[START Provided passage]
Supreme Court of California
Dec 29, 1931
6 P.2d 938 (Cal. 1931)

Opinion

Docket No. L.A. 12901.

December 29, 1931.

PROCEEDING in Certiorari to review orders of the Superior Court of Los Angeles County vacating judgments and granting motions for new trial. Albert C. Finney, Judge. Affirmed.

The facts are stated in the opinion of the court.

Call Murphey and Anderson Anderson Sheehan for Petitioner.

Everts, Ewing, Wild Everts, Everts, Ewing Wild, McAdoo, Neblett and Clagett and Wm. H. Neblett for Respondents.


This is a petition for a writ of certiorari to review orders of the Superior Court of Los Angeles County vacating judgments previously entered by it and granting a new trial to defendants. Petitioner originally brought an action as plaintiff against T.L. Dudley, F.P. Newport and Security Trust Savings Bank, a corporation, defendants, seeking the dissolution of a partnership, and an accounting. The court, on July 19, 1929, made findings of fact and conclusions of law and rendered a judgment dissolving the partnership, determining the respective interests of the parties in certain property, and directing that an accounting be had for which defendant Newport should bear the cost. It was provided in said judgment that upon the completion of said accounting the court would decree the amount of money due from the parties. Subsequently the accountant's report was filed and the court adopted the same, made findings of fact and conclusions of law, which included substantially all of those previously made, and decreed the sums due.

Following the entry of the first judgment, defendants Newport and Dudley moved for a new trial, and after argument the motion was denied. Following the entry of the second judgment they moved to vacate both judgments, which motion was argued and a new trial granted on August 8, 1930. Said defendants also took appeals from each of the judgments.
[END Provided passage]
[START Data supplied]
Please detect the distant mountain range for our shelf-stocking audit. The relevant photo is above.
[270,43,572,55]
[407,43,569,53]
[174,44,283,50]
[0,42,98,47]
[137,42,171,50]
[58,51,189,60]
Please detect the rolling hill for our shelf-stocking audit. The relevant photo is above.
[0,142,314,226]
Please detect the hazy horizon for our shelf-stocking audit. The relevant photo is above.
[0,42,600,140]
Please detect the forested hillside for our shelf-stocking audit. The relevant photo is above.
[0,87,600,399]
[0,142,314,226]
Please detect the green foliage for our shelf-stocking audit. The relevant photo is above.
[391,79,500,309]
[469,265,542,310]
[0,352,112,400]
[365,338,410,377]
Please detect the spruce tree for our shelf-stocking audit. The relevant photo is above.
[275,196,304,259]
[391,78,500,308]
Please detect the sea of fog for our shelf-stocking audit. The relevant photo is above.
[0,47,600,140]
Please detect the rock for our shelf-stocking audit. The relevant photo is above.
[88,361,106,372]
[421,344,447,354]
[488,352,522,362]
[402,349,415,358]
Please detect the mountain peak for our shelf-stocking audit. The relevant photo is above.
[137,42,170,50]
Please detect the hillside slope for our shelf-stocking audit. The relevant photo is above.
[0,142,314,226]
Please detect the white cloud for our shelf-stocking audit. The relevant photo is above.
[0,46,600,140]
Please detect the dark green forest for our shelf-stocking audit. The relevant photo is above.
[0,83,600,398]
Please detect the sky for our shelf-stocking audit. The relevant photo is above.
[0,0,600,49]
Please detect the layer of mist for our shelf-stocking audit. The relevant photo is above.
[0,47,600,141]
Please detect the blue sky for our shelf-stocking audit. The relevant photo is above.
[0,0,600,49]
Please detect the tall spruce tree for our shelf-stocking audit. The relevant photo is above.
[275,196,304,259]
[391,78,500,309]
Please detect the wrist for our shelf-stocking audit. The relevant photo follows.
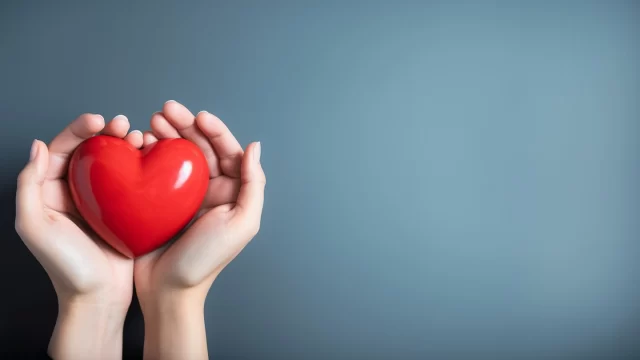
[140,289,208,359]
[49,299,127,359]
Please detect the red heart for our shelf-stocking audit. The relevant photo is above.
[68,135,209,258]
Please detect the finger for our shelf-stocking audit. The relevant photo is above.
[202,176,240,209]
[16,140,49,237]
[142,131,158,147]
[162,100,220,178]
[42,179,77,215]
[234,143,266,235]
[196,111,243,178]
[47,114,104,179]
[124,130,143,149]
[151,112,180,139]
[102,115,131,139]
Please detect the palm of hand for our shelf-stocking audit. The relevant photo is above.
[43,179,133,304]
[16,114,142,307]
[134,102,264,301]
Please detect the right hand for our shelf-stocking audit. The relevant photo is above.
[15,114,142,315]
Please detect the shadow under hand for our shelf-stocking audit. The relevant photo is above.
[0,185,144,359]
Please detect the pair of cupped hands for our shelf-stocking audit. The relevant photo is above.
[15,100,266,358]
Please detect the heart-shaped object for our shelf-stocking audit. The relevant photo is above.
[68,135,209,258]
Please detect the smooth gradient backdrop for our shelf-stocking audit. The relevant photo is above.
[0,0,640,360]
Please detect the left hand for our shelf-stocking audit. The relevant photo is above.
[134,101,266,359]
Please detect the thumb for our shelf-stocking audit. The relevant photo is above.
[16,140,49,238]
[236,142,266,232]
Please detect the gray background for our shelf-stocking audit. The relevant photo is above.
[0,1,640,359]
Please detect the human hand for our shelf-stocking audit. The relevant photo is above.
[15,114,142,359]
[134,101,266,359]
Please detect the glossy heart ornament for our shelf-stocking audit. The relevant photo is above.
[68,135,209,258]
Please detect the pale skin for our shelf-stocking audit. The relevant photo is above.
[16,101,266,359]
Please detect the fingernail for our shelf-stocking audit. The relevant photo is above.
[29,140,38,161]
[253,141,262,164]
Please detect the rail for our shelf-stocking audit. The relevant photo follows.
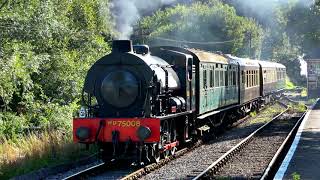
[193,107,289,180]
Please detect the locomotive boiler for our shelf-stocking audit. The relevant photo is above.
[73,40,285,163]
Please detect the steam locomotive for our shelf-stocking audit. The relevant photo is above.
[73,40,286,163]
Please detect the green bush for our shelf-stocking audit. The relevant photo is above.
[0,112,27,141]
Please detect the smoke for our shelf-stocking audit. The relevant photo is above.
[111,0,177,39]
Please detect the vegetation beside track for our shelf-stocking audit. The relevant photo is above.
[0,0,320,177]
[250,103,285,124]
[0,130,97,179]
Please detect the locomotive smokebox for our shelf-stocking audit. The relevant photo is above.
[112,40,133,53]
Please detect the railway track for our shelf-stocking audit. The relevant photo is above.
[49,100,290,180]
[189,103,305,180]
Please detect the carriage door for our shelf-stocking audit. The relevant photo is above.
[186,57,196,110]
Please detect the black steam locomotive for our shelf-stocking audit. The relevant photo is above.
[73,40,286,162]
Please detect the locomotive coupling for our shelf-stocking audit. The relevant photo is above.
[76,127,90,141]
[137,126,151,141]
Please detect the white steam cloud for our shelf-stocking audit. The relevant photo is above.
[111,0,176,39]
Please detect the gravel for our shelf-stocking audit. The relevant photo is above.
[142,105,284,179]
[215,114,299,179]
[45,161,102,180]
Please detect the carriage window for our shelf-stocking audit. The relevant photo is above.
[253,71,257,86]
[232,71,237,85]
[210,69,214,87]
[203,70,207,89]
[219,71,224,86]
[224,71,229,86]
[214,70,220,87]
[188,58,192,80]
[246,71,249,87]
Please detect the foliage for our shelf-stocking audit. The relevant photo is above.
[291,172,301,180]
[0,0,113,138]
[0,130,97,179]
[286,77,296,89]
[140,0,263,57]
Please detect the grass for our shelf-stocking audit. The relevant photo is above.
[288,103,307,113]
[300,88,308,97]
[0,131,96,179]
[291,172,301,180]
[250,111,257,117]
[286,77,296,89]
[250,103,284,124]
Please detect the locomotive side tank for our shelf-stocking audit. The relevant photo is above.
[84,41,181,117]
[73,40,285,163]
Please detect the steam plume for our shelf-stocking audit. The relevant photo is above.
[111,0,177,39]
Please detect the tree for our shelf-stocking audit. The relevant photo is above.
[140,0,263,57]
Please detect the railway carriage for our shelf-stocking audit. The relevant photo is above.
[259,61,286,101]
[73,40,285,163]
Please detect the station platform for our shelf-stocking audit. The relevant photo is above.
[274,100,320,180]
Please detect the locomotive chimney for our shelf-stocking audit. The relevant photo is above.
[112,40,133,53]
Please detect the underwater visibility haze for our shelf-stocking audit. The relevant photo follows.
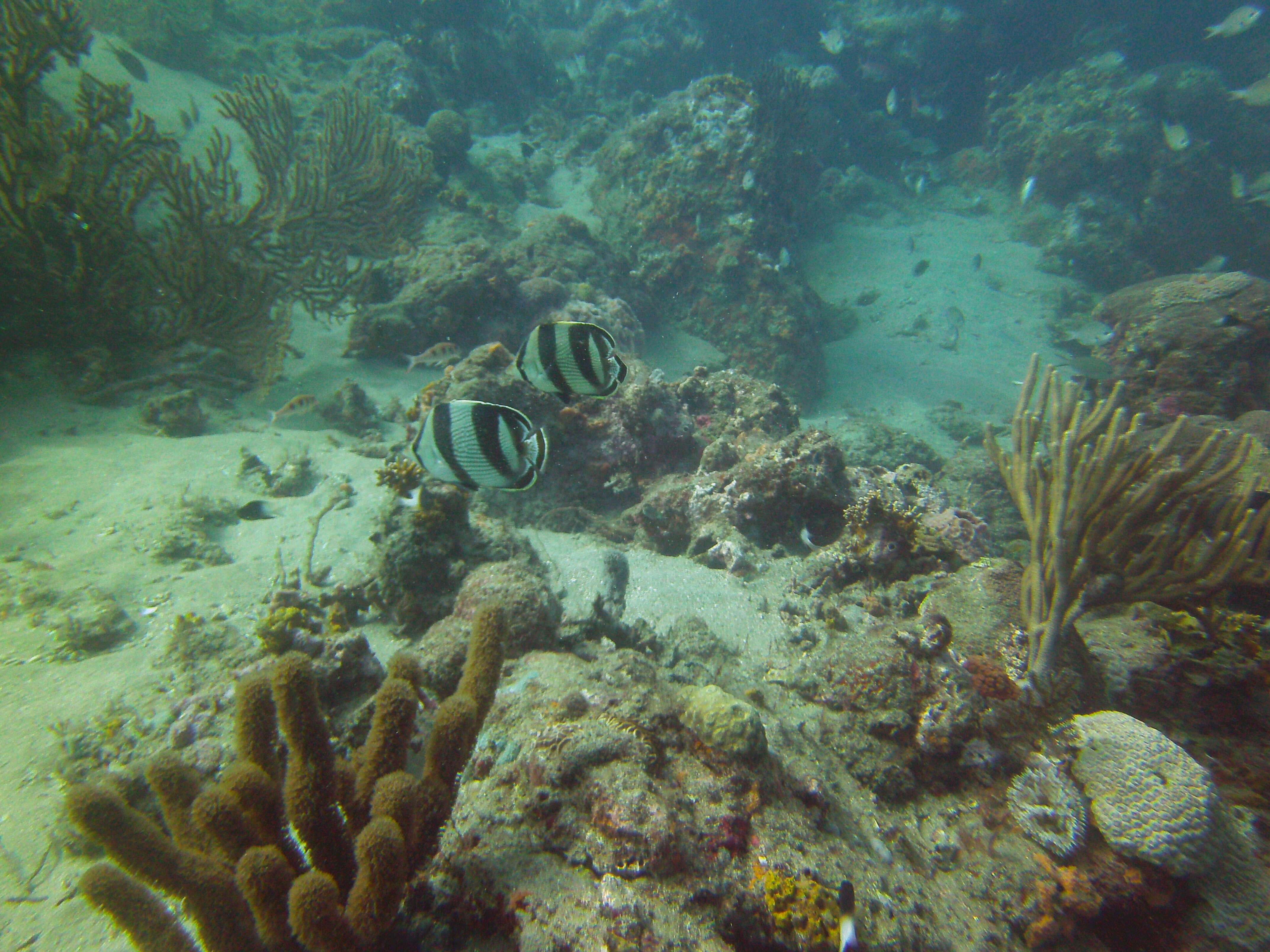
[10,0,1270,952]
[END Data supplied]
### [Stated goal 1]
Name every defendant in the original partnership action as identified in the California Supreme Court opinion.
### [Stated goal 2]
According to the California Supreme Court opinion, on what date was the new trial granted?
The material above bears no relation to the California Supreme Court opinion.

### [Task solution 1]
T.L. Dudley
F.P. Newport
Security Trust Savings Bank

### [Task solution 2]
August 8, 1930